[THE TASK] Return the lines of the listing below exactly as they appear, without changing anything.

[Location labeling records]
::::
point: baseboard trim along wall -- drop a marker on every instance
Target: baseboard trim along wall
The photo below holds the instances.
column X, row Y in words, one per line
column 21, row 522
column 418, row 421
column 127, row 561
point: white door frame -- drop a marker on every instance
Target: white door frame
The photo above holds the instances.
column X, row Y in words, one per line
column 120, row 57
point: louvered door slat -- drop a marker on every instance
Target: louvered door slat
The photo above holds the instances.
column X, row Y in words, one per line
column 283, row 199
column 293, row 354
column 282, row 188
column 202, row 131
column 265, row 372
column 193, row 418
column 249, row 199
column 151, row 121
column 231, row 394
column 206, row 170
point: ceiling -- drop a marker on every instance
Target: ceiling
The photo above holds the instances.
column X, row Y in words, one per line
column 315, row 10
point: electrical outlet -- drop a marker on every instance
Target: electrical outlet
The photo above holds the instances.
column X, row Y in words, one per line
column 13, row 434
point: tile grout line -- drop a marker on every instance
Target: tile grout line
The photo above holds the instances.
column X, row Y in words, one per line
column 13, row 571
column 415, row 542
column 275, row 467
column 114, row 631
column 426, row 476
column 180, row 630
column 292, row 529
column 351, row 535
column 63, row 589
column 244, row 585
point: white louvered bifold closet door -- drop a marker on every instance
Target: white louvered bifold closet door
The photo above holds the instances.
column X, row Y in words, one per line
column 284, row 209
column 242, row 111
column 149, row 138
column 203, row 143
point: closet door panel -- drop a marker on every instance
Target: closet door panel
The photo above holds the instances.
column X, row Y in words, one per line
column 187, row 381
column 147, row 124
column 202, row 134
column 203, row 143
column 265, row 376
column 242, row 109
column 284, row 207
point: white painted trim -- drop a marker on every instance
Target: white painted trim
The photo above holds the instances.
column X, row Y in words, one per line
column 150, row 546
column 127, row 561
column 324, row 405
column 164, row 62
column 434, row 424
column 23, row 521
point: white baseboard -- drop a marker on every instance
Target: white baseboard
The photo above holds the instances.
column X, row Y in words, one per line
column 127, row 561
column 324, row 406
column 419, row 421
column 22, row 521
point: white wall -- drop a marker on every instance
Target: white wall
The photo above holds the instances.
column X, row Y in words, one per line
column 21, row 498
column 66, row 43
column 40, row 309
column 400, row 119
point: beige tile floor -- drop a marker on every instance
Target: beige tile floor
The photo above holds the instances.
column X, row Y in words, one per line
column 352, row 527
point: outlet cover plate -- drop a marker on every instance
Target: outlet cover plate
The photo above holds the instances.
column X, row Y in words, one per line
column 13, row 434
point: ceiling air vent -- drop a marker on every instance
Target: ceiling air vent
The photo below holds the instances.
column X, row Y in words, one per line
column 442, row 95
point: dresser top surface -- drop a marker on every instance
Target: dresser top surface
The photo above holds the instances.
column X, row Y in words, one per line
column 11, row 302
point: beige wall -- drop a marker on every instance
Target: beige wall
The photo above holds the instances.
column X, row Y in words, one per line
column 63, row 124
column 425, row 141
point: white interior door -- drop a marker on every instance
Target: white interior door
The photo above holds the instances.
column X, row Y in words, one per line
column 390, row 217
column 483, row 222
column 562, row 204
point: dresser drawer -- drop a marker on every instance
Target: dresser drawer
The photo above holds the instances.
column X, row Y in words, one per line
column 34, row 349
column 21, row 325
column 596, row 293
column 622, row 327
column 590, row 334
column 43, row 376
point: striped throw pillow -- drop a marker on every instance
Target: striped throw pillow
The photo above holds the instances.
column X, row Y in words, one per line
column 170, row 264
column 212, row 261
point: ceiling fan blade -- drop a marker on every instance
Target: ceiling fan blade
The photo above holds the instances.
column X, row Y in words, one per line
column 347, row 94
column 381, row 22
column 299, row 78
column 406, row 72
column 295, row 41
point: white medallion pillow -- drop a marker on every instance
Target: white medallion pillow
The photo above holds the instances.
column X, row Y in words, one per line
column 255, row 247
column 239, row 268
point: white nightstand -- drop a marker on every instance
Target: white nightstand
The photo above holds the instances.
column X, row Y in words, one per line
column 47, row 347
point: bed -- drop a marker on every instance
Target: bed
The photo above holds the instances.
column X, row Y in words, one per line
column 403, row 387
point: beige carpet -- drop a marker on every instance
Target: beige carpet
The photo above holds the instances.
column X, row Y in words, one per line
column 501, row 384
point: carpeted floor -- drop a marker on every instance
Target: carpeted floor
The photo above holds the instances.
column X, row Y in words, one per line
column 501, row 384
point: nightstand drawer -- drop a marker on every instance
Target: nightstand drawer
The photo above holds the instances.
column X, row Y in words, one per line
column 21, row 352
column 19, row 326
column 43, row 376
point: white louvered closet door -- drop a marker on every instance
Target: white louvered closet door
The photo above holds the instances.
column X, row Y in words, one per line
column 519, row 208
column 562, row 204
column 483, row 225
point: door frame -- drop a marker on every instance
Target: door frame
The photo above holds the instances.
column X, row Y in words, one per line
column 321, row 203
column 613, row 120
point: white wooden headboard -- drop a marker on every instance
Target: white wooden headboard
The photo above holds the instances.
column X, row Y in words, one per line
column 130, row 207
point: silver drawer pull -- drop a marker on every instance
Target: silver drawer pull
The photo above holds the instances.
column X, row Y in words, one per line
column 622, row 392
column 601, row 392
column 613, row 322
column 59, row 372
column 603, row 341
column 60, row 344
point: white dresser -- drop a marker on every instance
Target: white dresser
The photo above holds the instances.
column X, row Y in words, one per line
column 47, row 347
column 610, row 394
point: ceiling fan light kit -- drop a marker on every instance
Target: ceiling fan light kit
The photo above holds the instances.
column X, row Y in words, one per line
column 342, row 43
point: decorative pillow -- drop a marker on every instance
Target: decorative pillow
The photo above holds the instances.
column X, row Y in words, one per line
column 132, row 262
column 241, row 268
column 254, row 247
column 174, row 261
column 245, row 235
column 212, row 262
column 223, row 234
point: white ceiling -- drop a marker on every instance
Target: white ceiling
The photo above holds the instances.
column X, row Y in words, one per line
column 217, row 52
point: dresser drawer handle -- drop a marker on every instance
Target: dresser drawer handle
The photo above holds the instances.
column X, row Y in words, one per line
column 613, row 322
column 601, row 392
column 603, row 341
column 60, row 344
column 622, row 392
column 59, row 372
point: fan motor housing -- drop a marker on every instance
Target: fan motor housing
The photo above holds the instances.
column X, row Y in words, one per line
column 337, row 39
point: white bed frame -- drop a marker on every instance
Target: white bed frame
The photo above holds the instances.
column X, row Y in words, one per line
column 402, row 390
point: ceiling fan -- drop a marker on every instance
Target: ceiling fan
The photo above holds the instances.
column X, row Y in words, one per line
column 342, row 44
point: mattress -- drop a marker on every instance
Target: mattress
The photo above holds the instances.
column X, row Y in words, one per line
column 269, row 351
::::
[EXERCISE RESPONSE]
point: baseboard trim along wall -- drop a marker on every instance
Target: baseboard trim along wall
The photo below holds the instances.
column X, row Y in words, one per line
column 21, row 522
column 418, row 421
column 127, row 561
point: white door frame -- drop a marker on every instance
Target: white door frame
The photo above holds the instances.
column X, row Y in words, one per line
column 120, row 57
point: louvered door slat -- drop a marker on every instance
Target: louvered door slat
The photo above holds the instances.
column X, row Y in words, one per line
column 283, row 199
column 293, row 354
column 282, row 188
column 202, row 131
column 265, row 372
column 193, row 418
column 249, row 199
column 151, row 121
column 231, row 394
column 206, row 170
point: ceiling -- drop a marker on every instance
Target: ceiling
The photo above holds the instances.
column X, row Y in words, one per line
column 315, row 10
point: electrical outlet -- drop a marker on every instance
Target: electrical outlet
The photo above holds the instances.
column X, row Y in words, one per line
column 13, row 434
point: tile grout line -- drop a marker on every instance
Target: tile grout line
The photo above holds the instances.
column X, row Y in words, one per line
column 13, row 571
column 415, row 542
column 275, row 467
column 114, row 631
column 426, row 476
column 180, row 630
column 292, row 529
column 351, row 535
column 63, row 589
column 244, row 585
point: white louvered bifold closet door -- drop a marker on every instance
Target: white louvered bifold closet door
The photo above holds the instances.
column X, row Y in words, one per line
column 284, row 209
column 242, row 111
column 149, row 138
column 203, row 143
point: closet door panel -- drop a marker on every instance
Target: closet door panel
The photo above holds the instances.
column X, row Y in words, one per line
column 187, row 381
column 147, row 124
column 202, row 134
column 203, row 143
column 265, row 376
column 242, row 109
column 284, row 207
point: white painted trim -- drop a marker on every instance
Target: white painted trim
The photo above holds the instances.
column X, row Y in words, one per line
column 150, row 546
column 127, row 561
column 324, row 405
column 164, row 62
column 434, row 424
column 23, row 521
point: white baseboard -- drop a marker on every instance
Target: white baseboard
The photo above holds the instances.
column X, row Y in words, one per line
column 127, row 561
column 324, row 406
column 419, row 421
column 22, row 521
point: white wall -- drop a marker on every instance
Target: white wall
The photo above holds the instances.
column X, row Y in words, one per line
column 21, row 498
column 66, row 43
column 40, row 309
column 400, row 119
point: beige tile floor -- drop a marker on every instance
Target: beige tile floor
The photo above holds the instances.
column X, row Y in words, one per line
column 352, row 527
point: outlet cover plate -- drop a marker on every instance
Target: outlet cover plate
The photo above holds the instances.
column X, row Y in words, one per line
column 13, row 434
point: ceiling air vent -- drop a marker on every instance
Target: ceiling air vent
The photo below holds the instances.
column X, row Y in words, one per line
column 442, row 95
point: dresser top surface -- drop a marker on every instance
Target: dresser top surface
The photo above holds the instances.
column X, row Y in words, one per line
column 11, row 302
point: beige wall -- drop a marker on every instance
Target: beige wall
The photo above holds the instances.
column X, row Y in words, one per line
column 63, row 124
column 425, row 141
point: white interior door -- drop a marker on every instance
Target: white interior door
The photo above holds the instances.
column X, row Y in words, one per line
column 390, row 217
column 483, row 222
column 562, row 204
point: dresser drawer -- drop a marker on every instance
Target: dresser drawer
The photo above holds the instances.
column X, row Y in words, one per line
column 34, row 349
column 21, row 325
column 596, row 293
column 622, row 327
column 590, row 334
column 43, row 376
point: striped throw pillow -- drop a marker on every instance
Target: striped throw pillow
The photo above holds the instances.
column X, row Y in words, one per line
column 170, row 264
column 212, row 261
point: ceiling fan blade -- drop a marker on every instance
Target: ceiling fan blade
The photo above holds the instances.
column X, row Y in words, one per line
column 347, row 94
column 381, row 22
column 299, row 78
column 406, row 72
column 295, row 41
point: white medallion pillow -- drop a marker on every instance
Target: white medallion pillow
The photo above holds the instances.
column X, row Y in words, one per line
column 255, row 247
column 239, row 268
point: white nightstand -- drop a marker on every instance
Target: white nightstand
The photo above holds the instances.
column X, row Y in words, one per line
column 47, row 347
point: bed -- drop a marker on every instance
Target: bed
The photo above holds the instances.
column X, row Y in words, one per line
column 403, row 387
point: beige carpet -- drop a marker on every instance
Target: beige carpet
The photo above holds the instances.
column X, row Y in words, one per line
column 501, row 384
point: carpeted floor -- drop a marker on every instance
Target: carpeted floor
The photo above holds the instances.
column X, row Y in words, one per line
column 501, row 384
point: nightstand drawer -- drop a marker on every instance
Target: nightstand drawer
The photo above holds the instances.
column X, row Y in words, one per line
column 21, row 352
column 19, row 326
column 43, row 376
point: white louvered closet door -- drop a marker on every instance
Target: white louvered closet door
The photo above holds the instances.
column X, row Y in words, one per line
column 519, row 208
column 562, row 204
column 483, row 225
point: door frame -- drop a marker on every instance
Target: door frame
The photo above holds the instances.
column X, row Y in words, one per line
column 321, row 203
column 613, row 120
point: white wooden headboard -- drop a marker on every instance
Target: white wooden headboard
The photo above holds the instances.
column X, row Y in words, one per line
column 130, row 207
point: silver drawer pull -- drop a marker on every instance
Target: silver drawer pull
The photo above holds the instances.
column X, row Y in words, one per line
column 622, row 392
column 601, row 392
column 613, row 322
column 59, row 372
column 603, row 341
column 60, row 344
point: white dresser -- drop a marker on every instance
Target: white dresser
The photo above holds the instances.
column X, row Y in words, one per line
column 47, row 347
column 610, row 394
point: ceiling fan light kit -- drop a marker on every instance
Target: ceiling fan light kit
The photo above holds the instances.
column X, row Y in words, one per line
column 342, row 43
point: decorative pillow -- drop a marker on every instance
Target: decorative pillow
The photo above holds the instances.
column X, row Y in words, one per line
column 132, row 262
column 241, row 268
column 254, row 247
column 174, row 261
column 245, row 235
column 212, row 262
column 223, row 234
point: white ceiling -- drop a marker on every instance
Target: white ceiling
The photo above holds the instances.
column X, row Y in words, one per line
column 217, row 52
point: dresser drawer handle -- drop a marker on every instance
Target: dresser drawer handle
The photo above holds the instances.
column X, row Y in words, one per line
column 613, row 322
column 601, row 392
column 603, row 341
column 60, row 344
column 622, row 392
column 59, row 372
point: fan motor housing -- drop a marker on every instance
Target: fan motor housing
The photo above holds the instances.
column X, row Y in words, one per line
column 337, row 39
point: white bed frame -- drop a marker on every instance
Target: white bed frame
The photo above holds the instances.
column X, row Y in words, one per line
column 402, row 390
point: ceiling fan -- drop a marker on every instance
Target: ceiling fan
The photo above holds the instances.
column X, row Y in words, one per line
column 342, row 44
point: mattress -- drop a marker on every instance
Target: mattress
The photo above holds the instances.
column X, row Y in words, one per line
column 269, row 351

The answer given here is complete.